PAGE TEXT —
[Buddha-l] Prominent Neobuddhist proposes religion based blacklisting for government jobs

Jim Peavler jmp at peavler.org
Sun Aug 2 14:47:56 MDT 2009


On Aug 1, 2009, at 5:09 PM, Richard Hayes wrote:

> On Aug 1, 2009, at 8:23 AM, Alberto Todeschini wrote:
>
>> How about we just don't define it as a fallacy to start with?
>
> I think a step in this direction has been made for centuries by
> calling it an informal fallacy. Everyone acknowledges that informal
> fallacies are not anywhere nearly as serious as formal fallacies. They
> tend to be regarded more as stylistic infelicities in presentation
> than as errors in logic.

ENTRIES —
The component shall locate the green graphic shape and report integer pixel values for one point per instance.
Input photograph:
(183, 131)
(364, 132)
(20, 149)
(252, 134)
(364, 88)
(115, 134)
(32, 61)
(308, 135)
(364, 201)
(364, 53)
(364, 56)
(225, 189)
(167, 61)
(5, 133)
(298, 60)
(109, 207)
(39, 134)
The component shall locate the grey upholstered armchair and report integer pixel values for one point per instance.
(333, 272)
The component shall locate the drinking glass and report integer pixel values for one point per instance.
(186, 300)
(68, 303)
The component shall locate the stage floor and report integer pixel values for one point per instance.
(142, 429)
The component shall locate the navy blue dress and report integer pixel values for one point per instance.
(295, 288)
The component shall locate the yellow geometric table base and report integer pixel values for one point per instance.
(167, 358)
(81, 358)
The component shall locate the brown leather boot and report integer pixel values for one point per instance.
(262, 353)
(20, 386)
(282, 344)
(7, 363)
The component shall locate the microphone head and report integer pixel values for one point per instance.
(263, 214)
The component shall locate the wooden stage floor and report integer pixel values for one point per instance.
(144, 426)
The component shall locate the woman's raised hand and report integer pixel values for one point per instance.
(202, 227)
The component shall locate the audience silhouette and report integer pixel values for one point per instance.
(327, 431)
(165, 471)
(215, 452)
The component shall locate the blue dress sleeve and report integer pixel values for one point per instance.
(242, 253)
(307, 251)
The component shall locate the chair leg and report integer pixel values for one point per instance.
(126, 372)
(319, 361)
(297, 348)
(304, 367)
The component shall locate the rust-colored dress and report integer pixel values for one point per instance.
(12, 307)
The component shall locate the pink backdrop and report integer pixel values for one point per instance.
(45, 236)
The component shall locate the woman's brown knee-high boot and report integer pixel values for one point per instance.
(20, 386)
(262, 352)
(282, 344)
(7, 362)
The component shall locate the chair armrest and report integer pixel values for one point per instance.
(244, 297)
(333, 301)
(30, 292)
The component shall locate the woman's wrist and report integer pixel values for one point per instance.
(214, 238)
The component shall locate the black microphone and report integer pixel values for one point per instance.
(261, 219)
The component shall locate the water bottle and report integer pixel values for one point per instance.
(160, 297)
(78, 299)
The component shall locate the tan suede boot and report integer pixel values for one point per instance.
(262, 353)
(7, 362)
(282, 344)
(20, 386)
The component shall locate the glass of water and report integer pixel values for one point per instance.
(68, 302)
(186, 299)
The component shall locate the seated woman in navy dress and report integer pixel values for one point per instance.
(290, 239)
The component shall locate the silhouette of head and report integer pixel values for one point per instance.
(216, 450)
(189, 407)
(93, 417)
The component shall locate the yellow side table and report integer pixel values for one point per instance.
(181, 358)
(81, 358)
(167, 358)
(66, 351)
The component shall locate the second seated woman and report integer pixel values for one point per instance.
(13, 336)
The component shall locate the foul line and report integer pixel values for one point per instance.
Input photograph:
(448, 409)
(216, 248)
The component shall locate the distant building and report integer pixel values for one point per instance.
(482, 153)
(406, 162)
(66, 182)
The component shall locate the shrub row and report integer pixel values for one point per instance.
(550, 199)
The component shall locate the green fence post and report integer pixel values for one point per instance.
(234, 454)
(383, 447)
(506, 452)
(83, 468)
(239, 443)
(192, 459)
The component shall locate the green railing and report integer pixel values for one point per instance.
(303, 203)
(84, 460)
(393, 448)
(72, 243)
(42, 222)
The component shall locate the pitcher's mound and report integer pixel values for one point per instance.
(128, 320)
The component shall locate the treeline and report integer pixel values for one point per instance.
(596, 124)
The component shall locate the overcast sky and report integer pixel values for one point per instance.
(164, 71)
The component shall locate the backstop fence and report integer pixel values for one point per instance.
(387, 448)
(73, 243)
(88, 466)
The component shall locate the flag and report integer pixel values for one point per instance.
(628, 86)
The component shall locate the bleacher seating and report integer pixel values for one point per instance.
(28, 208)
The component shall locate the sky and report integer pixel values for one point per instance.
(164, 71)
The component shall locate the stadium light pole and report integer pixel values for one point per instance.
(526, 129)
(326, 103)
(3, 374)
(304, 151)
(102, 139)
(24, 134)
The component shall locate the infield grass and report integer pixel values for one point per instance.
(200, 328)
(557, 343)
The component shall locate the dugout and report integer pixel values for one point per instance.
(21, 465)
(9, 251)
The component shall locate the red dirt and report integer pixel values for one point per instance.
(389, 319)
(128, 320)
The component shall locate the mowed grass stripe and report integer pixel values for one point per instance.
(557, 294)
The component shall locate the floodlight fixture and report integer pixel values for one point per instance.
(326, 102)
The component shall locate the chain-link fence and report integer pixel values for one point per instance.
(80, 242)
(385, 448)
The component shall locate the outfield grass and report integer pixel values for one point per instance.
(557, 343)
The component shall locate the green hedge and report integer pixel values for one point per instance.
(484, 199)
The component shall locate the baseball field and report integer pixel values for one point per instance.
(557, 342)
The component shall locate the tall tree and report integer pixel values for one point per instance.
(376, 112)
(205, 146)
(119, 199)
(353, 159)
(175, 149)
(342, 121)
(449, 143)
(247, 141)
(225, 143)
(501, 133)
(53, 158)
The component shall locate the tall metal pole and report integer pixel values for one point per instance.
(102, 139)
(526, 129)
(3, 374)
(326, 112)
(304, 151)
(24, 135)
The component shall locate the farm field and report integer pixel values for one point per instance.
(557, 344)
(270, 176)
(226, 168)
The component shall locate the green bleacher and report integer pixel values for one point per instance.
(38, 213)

EXERCISE DIRECTIONS — Reproduce the mailing-list post word for word, from "Jim Peavler jmp" to "to start with?".

EXERCISE ANSWER —
Jim Peavler jmp at peavler.org
Sun Aug 2 14:47:56 MDT 2009


On Aug 1, 2009, at 5:09 PM, Richard Hayes wrote:

> On Aug 1, 2009, at 8:23 AM, Alberto Todeschini wrote:
>
>> How about we just don't define it as a fallacy to start with?